[Records contained in a dataset]
○ ○ ○ ○ ○ ○ ○

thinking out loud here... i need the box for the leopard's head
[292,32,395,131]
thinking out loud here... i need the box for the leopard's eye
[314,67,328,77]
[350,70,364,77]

○ ○ ○ ○ ○ ○ ○

[Exercise instructions] Starting with the line that contains "the leopard's eye", restate every line through the end of the records above, exactly and with no other lines.

[Expected answer]
thinking out loud here... i need the box for the leopard's eye
[314,67,328,77]
[350,70,364,77]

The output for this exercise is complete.